• **Task prompt**: Rewrite the rows that follow as a single numbered list, one line per item, skipping blank lines. Leave the pictures out of your list.

[Exercise inputs Boundary: Start]

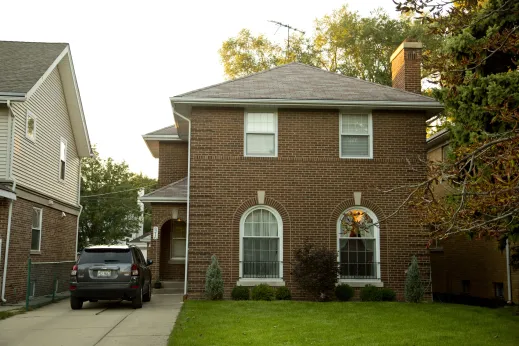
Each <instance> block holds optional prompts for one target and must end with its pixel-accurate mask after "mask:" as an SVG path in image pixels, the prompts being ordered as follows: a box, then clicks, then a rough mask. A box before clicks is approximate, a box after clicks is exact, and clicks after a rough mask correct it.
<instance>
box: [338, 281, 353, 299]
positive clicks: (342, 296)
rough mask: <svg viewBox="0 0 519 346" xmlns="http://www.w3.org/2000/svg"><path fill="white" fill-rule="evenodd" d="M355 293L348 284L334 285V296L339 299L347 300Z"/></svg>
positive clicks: (350, 286) (350, 298) (351, 296)
mask: <svg viewBox="0 0 519 346" xmlns="http://www.w3.org/2000/svg"><path fill="white" fill-rule="evenodd" d="M354 295H355V290H354V289H353V287H351V286H350V285H348V284H339V285H337V287H335V297H336V298H337V299H338V300H340V301H344V302H345V301H348V300H350V299H351V298H353V296H354Z"/></svg>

[Exercise inputs Boundary: End]

• **Solved exercise**:
1. Each <instance> block holds optional prompts for one target and must end with its pixel-accurate mask after "mask:" as an SVG path in image pixels, the prompts being ordered as follows: a box, then clicks, then a rough mask. A box before clicks is approximate, a box after clicks is exact, and clicks after a rough mask correct it.
2. <instance>
3. box: [338, 281, 353, 299]
4. positive clicks: (342, 296)
5. rough mask: <svg viewBox="0 0 519 346" xmlns="http://www.w3.org/2000/svg"><path fill="white" fill-rule="evenodd" d="M355 293L348 284L334 285V296L339 299L347 300Z"/></svg>
6. positive clicks: (350, 286) (350, 298) (351, 296)
7. mask: <svg viewBox="0 0 519 346" xmlns="http://www.w3.org/2000/svg"><path fill="white" fill-rule="evenodd" d="M354 295H355V290H354V289H353V287H351V286H350V285H348V284H339V285H337V287H335V297H336V298H337V299H338V300H340V301H344V302H345V301H348V300H350V299H351V298H353V296H354Z"/></svg>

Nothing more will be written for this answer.